Supplied material: Begin

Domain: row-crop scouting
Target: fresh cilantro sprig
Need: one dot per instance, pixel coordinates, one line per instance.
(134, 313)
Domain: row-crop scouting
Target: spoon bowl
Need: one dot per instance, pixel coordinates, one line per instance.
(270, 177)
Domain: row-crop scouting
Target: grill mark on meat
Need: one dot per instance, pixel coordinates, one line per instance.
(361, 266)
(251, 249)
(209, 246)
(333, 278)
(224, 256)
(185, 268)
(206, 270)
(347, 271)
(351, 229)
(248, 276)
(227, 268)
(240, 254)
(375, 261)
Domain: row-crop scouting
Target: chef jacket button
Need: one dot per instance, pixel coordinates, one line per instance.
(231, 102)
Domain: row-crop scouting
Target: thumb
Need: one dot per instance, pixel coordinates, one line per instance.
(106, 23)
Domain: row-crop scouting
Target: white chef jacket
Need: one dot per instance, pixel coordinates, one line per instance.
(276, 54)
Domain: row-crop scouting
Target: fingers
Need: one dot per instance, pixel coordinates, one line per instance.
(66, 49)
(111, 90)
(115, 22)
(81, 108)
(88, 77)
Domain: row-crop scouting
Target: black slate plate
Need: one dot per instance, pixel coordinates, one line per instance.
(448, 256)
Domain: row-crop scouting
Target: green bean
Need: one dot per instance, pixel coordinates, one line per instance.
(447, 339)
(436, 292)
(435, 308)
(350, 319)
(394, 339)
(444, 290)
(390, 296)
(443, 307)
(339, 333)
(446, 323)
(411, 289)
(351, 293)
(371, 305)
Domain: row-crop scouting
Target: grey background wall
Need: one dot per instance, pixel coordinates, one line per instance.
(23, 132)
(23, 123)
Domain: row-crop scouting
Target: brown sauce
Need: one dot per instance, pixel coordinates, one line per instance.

Supplied material: End

## Task statement
Once you have counted the lines above that hold the word "Target", report only that total.

## Answer section
11